* **Instrucciones de la tarea**
Prolonga el texto sobre la educación comunitaria y el poder a partir de su última oración.

* **Texto para leer**
Paulatinamente, la educación comunitaria adoptó conceptos pertinentes para entender que los poderes funcionan no sólo troncalmente, sino que están ramificados en toda la sociedad y en la cultura (Foucault comienza a debatirse por la vía de los primeros encuentros feministas convocados por educadoras que trabajaban con sectores populares). El mundo de la vida cotidiana emerge como un espacio temático clave en nuestro pensamiento pedagógico. Lo “emancipador” se amplía al mundo privado, y se desarrollan nuevas metodologías de investigación cualitativa, de recuperación de las “historias de vida”, historia oral, recuperación de las tecnologías campesinas e indígenas y del saber popular. El tema del poder remitió a la cuestión de los saberes, a la necesidad de darle sustento pedagógico a los procesos de negociación cultural (lo plantea Freire, en su Pedagogía de la Pregunta) y asumir críticamente las asimetrías entre el poder-saber de los educadores y el mundo-vida de los movimientos y organizaciones populares.

* **Filas almacenadas**
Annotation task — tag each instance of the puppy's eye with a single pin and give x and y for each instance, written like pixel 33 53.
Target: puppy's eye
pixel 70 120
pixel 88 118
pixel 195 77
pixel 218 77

* **Respuesta del ejercicio**
Podemos decir que desde principios de los años noventa comienza un nuevo ciclo de la educación comunitaria que, paradojalmente, vuelve a retomar la primera utopía freiriana: la educación emancipadora como posibilidad de construir la comunicabilidad humana, como una pedagogía del conflicto, del diálogo cultural y de construcción de poderes transformadores surgidos desde los movimientos sociales y ciudadanos. Este ciclo es un sedimento vivo de las autocríticas de los anteriores momentos: estamos ante un “desmontaje”, una descontrucción, de las “síntesis definitivas”, de las narrativas cerradas, de los proyectos sin alteridad crítica, de los enfoques unilaterales del cambio. La comunicabilidad como metáfora freiriana nos abre al mundo plural e híbrido de los sujetos, invita a construir alianzas entre movimientos diversos articulados por una visión crítica de la realidad y a la constitución de redes de actores sociales dispuestos a pensar en un “otro” distinto al pensamiento neoliberal. Siguiendo esta formulación, podemos señalar que esta educación popular de inspiración freiriana se constituye potenciando la creación de mapas de posibilidades y de actuación para los sujetos, cursos de acción para que estos –desde espacios locales y particulares– fuesen capaces de construir alteridades valóricas y nuevas formas de hacer política global.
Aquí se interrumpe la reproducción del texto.